[Task]: How many lines of the data below contain the string "paper"? Reply with the number alone.

-- Start of Supplied data --

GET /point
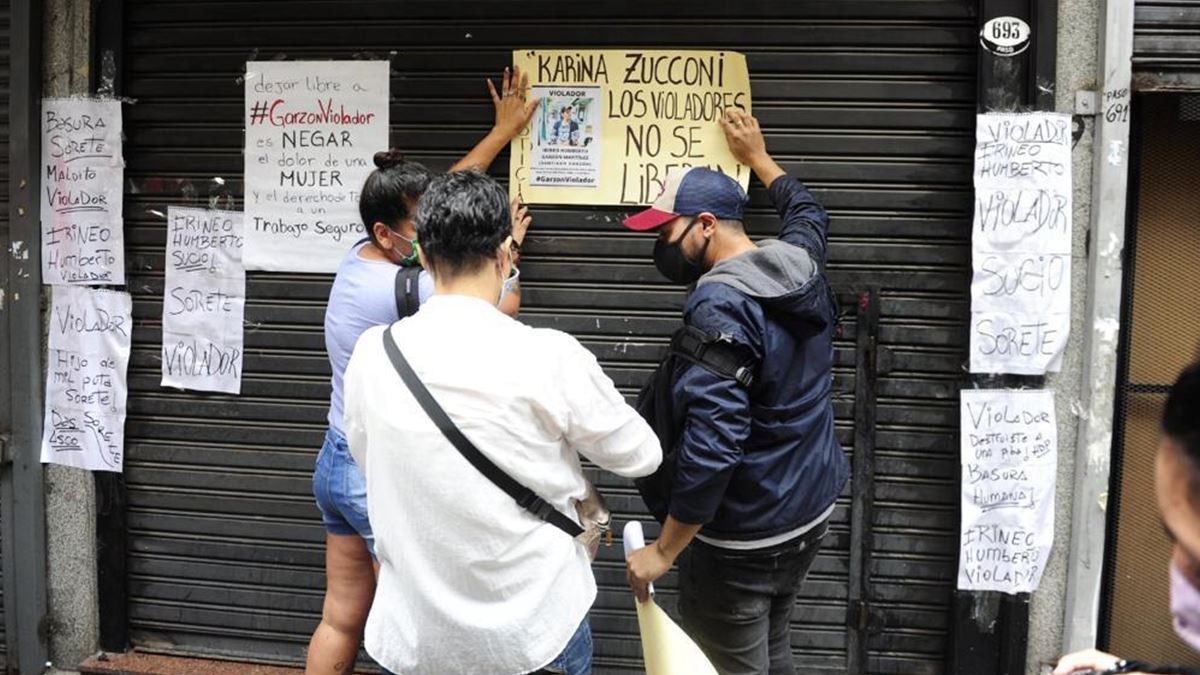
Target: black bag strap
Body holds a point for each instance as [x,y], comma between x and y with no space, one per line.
[408,291]
[525,497]
[723,357]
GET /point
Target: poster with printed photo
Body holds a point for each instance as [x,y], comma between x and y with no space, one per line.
[565,143]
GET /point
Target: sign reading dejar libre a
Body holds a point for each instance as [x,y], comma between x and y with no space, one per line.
[312,129]
[613,123]
[83,167]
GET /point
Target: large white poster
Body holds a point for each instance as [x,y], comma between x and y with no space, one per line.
[1020,291]
[85,378]
[204,300]
[1009,463]
[312,129]
[83,169]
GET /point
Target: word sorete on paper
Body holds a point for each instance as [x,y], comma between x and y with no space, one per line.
[1020,292]
[1009,452]
[85,378]
[204,300]
[83,168]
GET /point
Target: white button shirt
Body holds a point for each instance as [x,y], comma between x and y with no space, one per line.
[468,580]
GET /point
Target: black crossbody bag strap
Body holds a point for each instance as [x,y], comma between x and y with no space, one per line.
[718,356]
[525,497]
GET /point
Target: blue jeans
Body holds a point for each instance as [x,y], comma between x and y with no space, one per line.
[575,659]
[341,490]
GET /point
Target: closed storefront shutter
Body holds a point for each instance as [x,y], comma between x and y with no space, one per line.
[871,103]
[4,237]
[1167,43]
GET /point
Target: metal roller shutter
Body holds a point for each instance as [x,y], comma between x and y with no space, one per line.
[5,55]
[873,103]
[1167,43]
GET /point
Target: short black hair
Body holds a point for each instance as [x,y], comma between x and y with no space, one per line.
[1181,416]
[390,189]
[462,221]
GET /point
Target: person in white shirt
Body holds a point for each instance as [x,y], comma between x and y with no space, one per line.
[469,581]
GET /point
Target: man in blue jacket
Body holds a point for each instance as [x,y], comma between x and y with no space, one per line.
[759,469]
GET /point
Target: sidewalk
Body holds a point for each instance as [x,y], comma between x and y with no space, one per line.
[135,663]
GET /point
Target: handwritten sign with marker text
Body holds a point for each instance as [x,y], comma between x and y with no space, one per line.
[85,378]
[312,129]
[1020,292]
[204,300]
[83,168]
[646,112]
[1009,453]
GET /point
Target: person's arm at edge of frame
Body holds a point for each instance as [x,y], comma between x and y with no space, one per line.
[513,115]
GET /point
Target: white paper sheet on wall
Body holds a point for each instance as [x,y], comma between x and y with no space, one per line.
[1009,457]
[1021,239]
[83,171]
[312,129]
[204,300]
[85,378]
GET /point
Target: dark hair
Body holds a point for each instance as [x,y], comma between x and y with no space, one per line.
[390,190]
[1181,416]
[462,221]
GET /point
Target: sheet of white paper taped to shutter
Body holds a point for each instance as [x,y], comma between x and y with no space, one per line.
[666,649]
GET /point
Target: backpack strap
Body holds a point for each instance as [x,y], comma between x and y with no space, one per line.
[715,353]
[408,291]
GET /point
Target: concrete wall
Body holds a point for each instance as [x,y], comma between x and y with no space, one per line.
[1077,63]
[70,494]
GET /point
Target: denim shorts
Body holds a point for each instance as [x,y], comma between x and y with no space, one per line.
[341,490]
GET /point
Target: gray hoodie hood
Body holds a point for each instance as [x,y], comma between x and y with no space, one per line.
[784,279]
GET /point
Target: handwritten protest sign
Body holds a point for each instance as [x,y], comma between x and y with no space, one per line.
[85,384]
[1020,292]
[204,300]
[1009,460]
[634,114]
[311,131]
[83,169]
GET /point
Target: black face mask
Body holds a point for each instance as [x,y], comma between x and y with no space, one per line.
[673,263]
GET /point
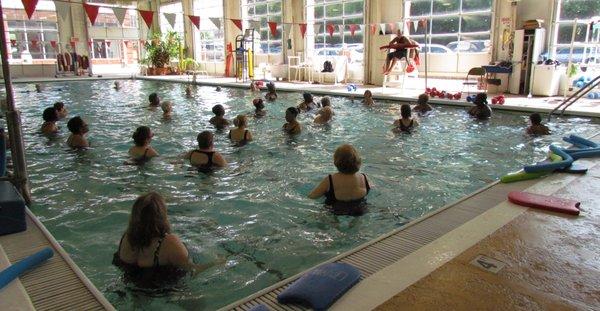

-- End of Supplied data --

[Solved problem]: 3